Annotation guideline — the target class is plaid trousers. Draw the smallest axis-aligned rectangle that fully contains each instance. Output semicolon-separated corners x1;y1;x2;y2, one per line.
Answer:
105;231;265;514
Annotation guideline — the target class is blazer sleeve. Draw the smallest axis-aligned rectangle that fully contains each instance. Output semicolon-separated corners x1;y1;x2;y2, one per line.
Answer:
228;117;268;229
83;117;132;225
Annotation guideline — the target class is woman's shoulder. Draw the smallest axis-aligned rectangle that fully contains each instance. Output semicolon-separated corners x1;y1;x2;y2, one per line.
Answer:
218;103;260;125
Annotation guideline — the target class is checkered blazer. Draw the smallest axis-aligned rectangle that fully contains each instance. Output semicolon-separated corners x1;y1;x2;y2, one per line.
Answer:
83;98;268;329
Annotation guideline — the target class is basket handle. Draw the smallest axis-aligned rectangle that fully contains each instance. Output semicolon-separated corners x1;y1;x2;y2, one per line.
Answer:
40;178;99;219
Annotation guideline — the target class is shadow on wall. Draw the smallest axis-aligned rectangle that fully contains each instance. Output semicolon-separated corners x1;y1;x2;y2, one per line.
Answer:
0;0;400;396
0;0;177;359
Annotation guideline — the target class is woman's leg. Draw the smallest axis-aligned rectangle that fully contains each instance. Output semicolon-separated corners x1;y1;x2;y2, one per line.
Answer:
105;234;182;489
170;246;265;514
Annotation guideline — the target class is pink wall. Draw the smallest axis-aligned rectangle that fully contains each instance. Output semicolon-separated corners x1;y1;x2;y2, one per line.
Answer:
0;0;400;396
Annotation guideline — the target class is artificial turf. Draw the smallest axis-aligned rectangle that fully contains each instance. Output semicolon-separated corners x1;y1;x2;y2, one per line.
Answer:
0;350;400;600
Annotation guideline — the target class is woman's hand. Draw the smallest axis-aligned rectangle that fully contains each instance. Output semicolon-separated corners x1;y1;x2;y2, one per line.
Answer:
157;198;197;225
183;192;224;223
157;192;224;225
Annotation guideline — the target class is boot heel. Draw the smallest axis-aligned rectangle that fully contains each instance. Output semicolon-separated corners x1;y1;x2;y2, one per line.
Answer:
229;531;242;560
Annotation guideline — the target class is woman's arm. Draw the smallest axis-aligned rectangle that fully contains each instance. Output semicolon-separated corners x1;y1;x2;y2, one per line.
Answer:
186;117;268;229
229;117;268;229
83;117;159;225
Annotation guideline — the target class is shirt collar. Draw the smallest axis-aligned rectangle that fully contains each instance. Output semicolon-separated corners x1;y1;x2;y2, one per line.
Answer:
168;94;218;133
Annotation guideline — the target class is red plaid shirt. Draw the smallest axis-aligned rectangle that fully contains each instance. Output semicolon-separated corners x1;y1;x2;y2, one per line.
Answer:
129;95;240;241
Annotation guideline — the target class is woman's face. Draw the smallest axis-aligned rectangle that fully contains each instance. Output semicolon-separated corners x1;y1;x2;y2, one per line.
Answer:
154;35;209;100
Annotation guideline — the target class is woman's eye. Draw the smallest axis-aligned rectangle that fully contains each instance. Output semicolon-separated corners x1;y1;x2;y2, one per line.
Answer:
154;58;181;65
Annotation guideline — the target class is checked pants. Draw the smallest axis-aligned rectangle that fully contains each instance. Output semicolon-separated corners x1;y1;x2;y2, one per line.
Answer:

----

| Given request |
Reproduce all of the data above word for word, changing nothing.

| Correct result |
Annotation guideline — the target class is plaid trousers. Draw the smallest axis-aligned rectangle that fully contains each instance. Output semicolon-separated corners x1;y1;x2;y2, one per line.
Answer:
105;231;265;514
Annotation guideline — the target class is blazer sleeve. Draw the smallest axis-aligned rectangle that fully contains each instance. Output semicolon-separated corners x1;y1;x2;y2, one per line.
Answer:
228;117;268;229
83;117;132;225
Annotation guideline — the target class is woman's shoulder. Draw the smallest axis-aligned rectangle that fully contains each instance. Output semicolon-separated corners x1;y1;x2;y2, one per line.
Answer:
218;103;260;125
Annotation guideline — the target class is checkered blazer. Draw the smallest axis-aligned rectangle that fully contains each instance. Output semicolon-separated corners x1;y1;x2;y2, one per line.
Answer:
83;98;268;329
Annotation guideline — the target class is basket handle. Draw the smallest axis-aligned rectangle that fully contains each instance. Output semicolon-separated corners x1;y1;x2;y2, one per line.
Answer:
40;178;99;219
Annotation guideline — the target class is shadow on wall. Draw the smallest axis-aligned rectangle that fully contains each instance. Output semicolon-separated corners x1;y1;x2;y2, one per line.
Answer:
0;0;400;396
0;0;177;359
Annotation guideline — the target class is woman's leg. Draw the smallest axis-aligned rectangle that fully contains each instance. Output semicolon-separated corners x1;y1;x2;y2, one per line.
Answer:
105;234;182;489
170;246;265;514
Annotation guideline — the target class is pink wall. Draw the smallest axis-aligned rectangle that fully contains each instance. Output semicolon-separated corners x1;y1;x2;y2, one per line.
Answer:
0;0;400;396
Annotation guideline — the target class is artificial turf. Draw the smallest axis-aligned rectangle that fully contains each instance. Output semicolon-separated corners x1;y1;x2;y2, one per line.
Answer:
0;350;400;600
Annotation guideline — the target class is woman's hand. Draw the smallest axis-aligned rectangle that fully contains each instance. Output semicolon-separated corners x1;y1;x2;y2, one per line.
Answer:
157;198;197;225
183;192;224;223
157;192;224;225
Annotation guideline — the target class is boot heel. Draw the smallest axis-aligned rectangle that fully contains each instance. Output semicolon-separated corners x1;y1;x2;y2, one per line.
Answer:
229;531;242;560
Annotation guideline — the target class is woman's arm. Draw the smallest axis-aligned rectangle that fully contains each instance. Output semicolon-separated corners x1;y1;x2;y2, one per line.
Answer:
186;117;268;229
229;117;268;229
83;117;159;225
Annotation guideline — the target class is shirt collar. Draw the smallest axis-aligned rectangle that fully contains each instance. Output semicolon-separated corners x1;y1;x2;y2, one per line.
Answer:
168;94;218;133
Annotation guideline — the target class is red plaid shirt. Draw the smallest axis-aligned rectangle that fully contains each instance. Output semicolon-separated corners x1;y1;x2;y2, one per line.
Answer:
129;95;240;241
Annotation guideline — the target class is woman's face. Draw the smallest axis-aligned rectangle that fully contains each instance. Output semicolon-separated corners x1;y1;x2;y2, one per line.
Answer:
154;35;209;100
Annotation guideline — the target class is woman's eye. Draw the smallest axis-aligned rectangle that fully contains each instance. Output semicolon-separated corners x1;y1;x2;y2, one per line.
Answer:
154;58;181;65
Annotation guideline — the target class is checked pants. Draw the smallest axis-aligned rectangle that fully contains each instance. Output semicolon-separated corners x1;y1;x2;y2, one per line.
Answer:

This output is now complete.